Location identification entries
+--

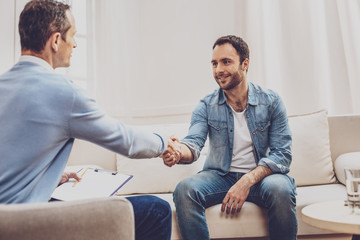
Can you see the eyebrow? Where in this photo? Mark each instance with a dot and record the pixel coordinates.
(222, 59)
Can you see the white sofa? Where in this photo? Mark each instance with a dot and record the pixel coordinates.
(322, 146)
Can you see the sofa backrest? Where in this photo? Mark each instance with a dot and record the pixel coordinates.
(150, 175)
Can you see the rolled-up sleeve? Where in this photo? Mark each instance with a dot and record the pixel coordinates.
(280, 155)
(88, 122)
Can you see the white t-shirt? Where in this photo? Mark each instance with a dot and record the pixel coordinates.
(243, 155)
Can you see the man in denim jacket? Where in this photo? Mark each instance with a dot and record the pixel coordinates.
(250, 150)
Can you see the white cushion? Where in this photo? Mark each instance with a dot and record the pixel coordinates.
(311, 162)
(347, 160)
(152, 176)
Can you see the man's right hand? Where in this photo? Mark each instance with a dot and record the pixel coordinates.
(173, 154)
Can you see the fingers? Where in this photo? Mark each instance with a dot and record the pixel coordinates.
(68, 175)
(231, 205)
(173, 153)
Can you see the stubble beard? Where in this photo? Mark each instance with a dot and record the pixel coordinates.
(235, 81)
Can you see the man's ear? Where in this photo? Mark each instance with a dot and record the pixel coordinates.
(55, 39)
(245, 64)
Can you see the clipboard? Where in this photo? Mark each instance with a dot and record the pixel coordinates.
(95, 183)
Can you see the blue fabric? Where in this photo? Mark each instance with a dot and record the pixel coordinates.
(268, 125)
(267, 121)
(152, 218)
(276, 193)
(41, 113)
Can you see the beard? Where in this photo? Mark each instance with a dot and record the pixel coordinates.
(235, 80)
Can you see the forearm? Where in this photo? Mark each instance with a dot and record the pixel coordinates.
(256, 175)
(187, 155)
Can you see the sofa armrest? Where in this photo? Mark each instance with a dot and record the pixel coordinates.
(346, 160)
(109, 218)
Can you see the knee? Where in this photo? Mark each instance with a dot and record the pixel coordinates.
(280, 190)
(161, 206)
(185, 190)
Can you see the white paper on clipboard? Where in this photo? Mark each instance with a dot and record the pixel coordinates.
(95, 183)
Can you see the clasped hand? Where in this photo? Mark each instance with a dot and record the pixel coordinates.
(173, 154)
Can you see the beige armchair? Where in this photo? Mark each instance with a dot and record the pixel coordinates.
(108, 218)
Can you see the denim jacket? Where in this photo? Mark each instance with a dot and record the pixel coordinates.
(268, 125)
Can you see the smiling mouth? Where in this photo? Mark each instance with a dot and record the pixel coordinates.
(222, 78)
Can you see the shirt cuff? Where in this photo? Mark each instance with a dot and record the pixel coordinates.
(163, 143)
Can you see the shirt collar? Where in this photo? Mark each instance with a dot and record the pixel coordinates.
(36, 60)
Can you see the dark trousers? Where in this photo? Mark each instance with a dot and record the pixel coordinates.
(152, 218)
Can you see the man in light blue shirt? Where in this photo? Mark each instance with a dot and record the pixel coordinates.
(41, 113)
(249, 150)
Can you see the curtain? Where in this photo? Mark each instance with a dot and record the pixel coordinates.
(308, 51)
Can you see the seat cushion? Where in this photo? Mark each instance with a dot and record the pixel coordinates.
(311, 162)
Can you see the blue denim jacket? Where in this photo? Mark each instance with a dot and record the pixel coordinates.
(268, 125)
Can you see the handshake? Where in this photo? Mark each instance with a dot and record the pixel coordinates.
(174, 152)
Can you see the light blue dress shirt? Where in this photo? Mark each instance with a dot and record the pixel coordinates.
(41, 113)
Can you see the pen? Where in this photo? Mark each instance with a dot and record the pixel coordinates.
(80, 176)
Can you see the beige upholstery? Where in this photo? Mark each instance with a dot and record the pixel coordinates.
(110, 218)
(344, 132)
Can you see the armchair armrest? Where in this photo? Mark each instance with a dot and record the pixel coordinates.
(346, 160)
(108, 218)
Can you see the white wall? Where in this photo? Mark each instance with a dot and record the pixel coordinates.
(162, 53)
(7, 26)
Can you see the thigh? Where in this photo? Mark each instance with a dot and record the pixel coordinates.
(208, 186)
(279, 185)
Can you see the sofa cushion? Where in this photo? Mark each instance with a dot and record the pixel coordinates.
(311, 162)
(347, 160)
(152, 176)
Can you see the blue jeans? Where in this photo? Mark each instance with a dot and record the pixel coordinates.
(276, 193)
(152, 218)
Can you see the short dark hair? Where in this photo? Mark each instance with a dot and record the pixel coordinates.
(38, 20)
(238, 43)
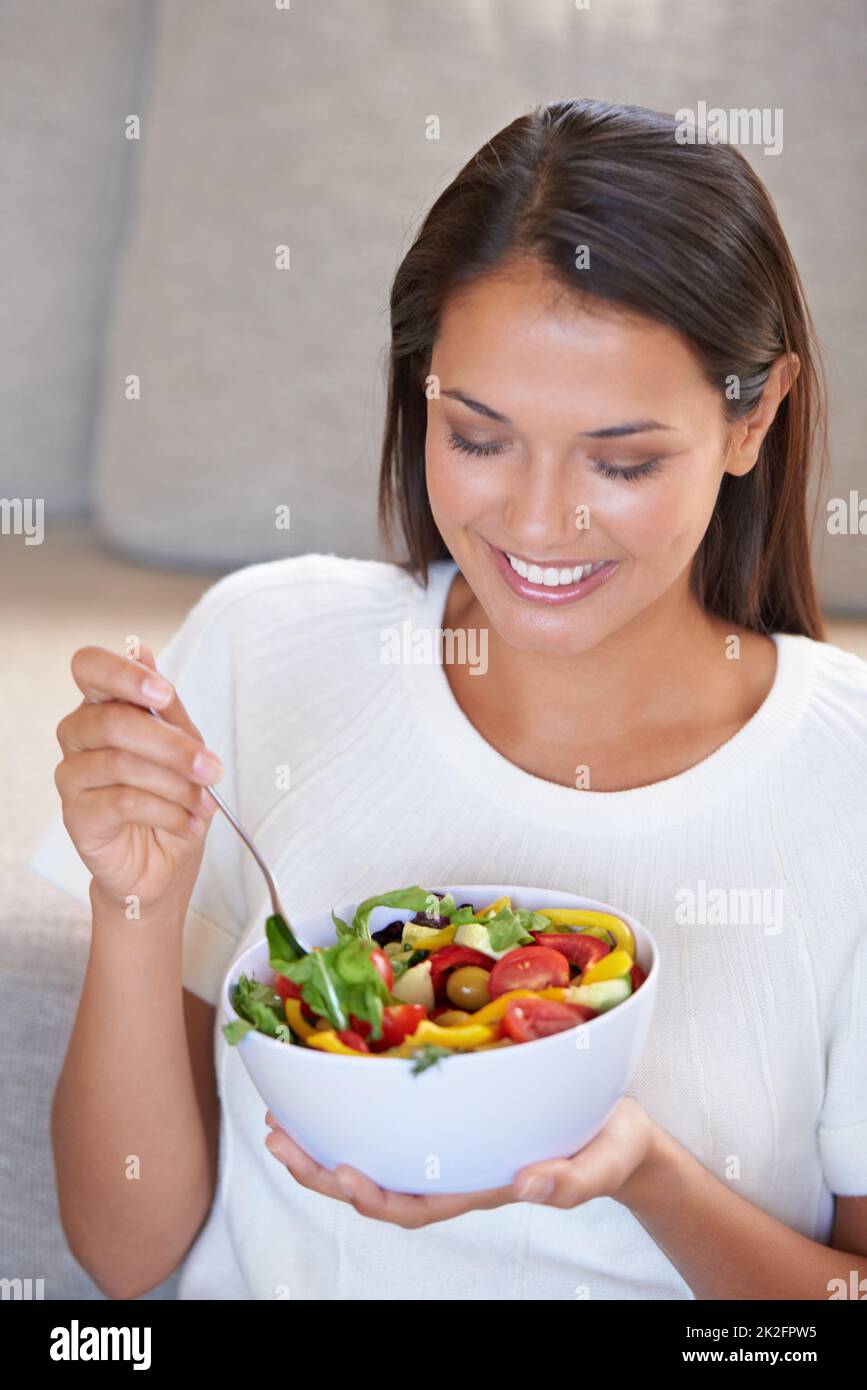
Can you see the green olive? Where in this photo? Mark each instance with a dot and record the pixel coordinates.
(467, 987)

+--

THE PROBLEM
Every line from the one containing "Can you see the white wall?" through the end of the entries above, both included, should be extracted exactly, with pictures left out.

TASK SOLUTION
Can you see the white wall? Where in this photo? Mark each instance with a dot and record the pixel coordinates.
(162, 53)
(7, 26)
Can you see the thigh? Where in this photo? Mark each instance with a dot and record the pixel coordinates.
(208, 186)
(279, 185)
Can you see the sofa cushion? Where in this photo? Mark each instance with a dot and record the pixel coordinates.
(311, 162)
(347, 160)
(152, 176)
Can you see the blue jeans? Where in this photo? Mark each instance with a dot and record the pixel coordinates.
(276, 193)
(152, 218)
Can you see the short dark hair? Where in this photo? Mark each instance with a dot and record the pixel coordinates.
(38, 20)
(238, 43)
Can you see the green olive? Where in this photo? Mark each instance with a dot and record the pixel coordinates.
(467, 987)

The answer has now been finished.